#### [Aim of the task]
Reproduce each of the entries below word for word, changing nothing.

#### [Supplied records]
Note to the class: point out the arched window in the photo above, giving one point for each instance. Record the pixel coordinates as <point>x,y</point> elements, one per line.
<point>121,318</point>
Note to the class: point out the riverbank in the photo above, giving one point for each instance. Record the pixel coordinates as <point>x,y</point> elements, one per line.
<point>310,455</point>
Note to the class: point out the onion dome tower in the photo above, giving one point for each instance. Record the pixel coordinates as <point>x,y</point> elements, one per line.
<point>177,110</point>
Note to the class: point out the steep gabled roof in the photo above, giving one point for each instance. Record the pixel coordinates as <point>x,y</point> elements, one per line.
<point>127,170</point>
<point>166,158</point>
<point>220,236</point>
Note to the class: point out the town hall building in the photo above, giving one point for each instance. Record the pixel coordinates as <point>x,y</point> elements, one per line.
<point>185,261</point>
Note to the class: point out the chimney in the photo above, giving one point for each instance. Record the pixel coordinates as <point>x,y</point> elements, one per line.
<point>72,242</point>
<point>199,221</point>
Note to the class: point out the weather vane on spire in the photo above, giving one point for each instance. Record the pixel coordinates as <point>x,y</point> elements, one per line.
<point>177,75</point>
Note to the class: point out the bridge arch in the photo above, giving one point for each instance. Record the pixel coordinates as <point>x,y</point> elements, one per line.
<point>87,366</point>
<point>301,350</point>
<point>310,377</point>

#### [Finished exercise]
Note to the class: point out the arched window in the photo above, giving one point for each instance. Record the pixel coordinates as <point>x,y</point> elements, one per line.
<point>121,318</point>
Note to the class: point out the riverbank in the photo above, giving one point for each instance. Record the pixel coordinates as <point>x,y</point> elements, one per line.
<point>310,455</point>
Note to the class: point out the onion dome tower in the photo above, giving one point for each instance. Record the pixel coordinates as <point>x,y</point> elements, one per line.
<point>177,110</point>
Note to the class: point out the steep gabled roof in the photo above, giving one point for each instance. Record the pixel coordinates as <point>x,y</point> elements, one per line.
<point>127,170</point>
<point>166,158</point>
<point>220,236</point>
Note to the class: point out the town hall building in the photo above, giving one point for each instance. Record the pixel coordinates as <point>x,y</point> elements, one per line.
<point>185,261</point>
Note to the class: point out the chimney in the photo above, giving one point for each instance. Record the pixel coordinates as <point>x,y</point> elements, one per line.
<point>72,242</point>
<point>199,221</point>
Note to the class: point out the weather vane on spire in the photo above, giving one point for each instance. Record the pixel coordinates as <point>x,y</point> elements, one per line.
<point>177,75</point>
Note to the class: point out the bridge arch in the photo above, giving one point for each instance. Record the pixel coordinates as <point>x,y</point> elements, one per line.
<point>87,366</point>
<point>301,350</point>
<point>310,377</point>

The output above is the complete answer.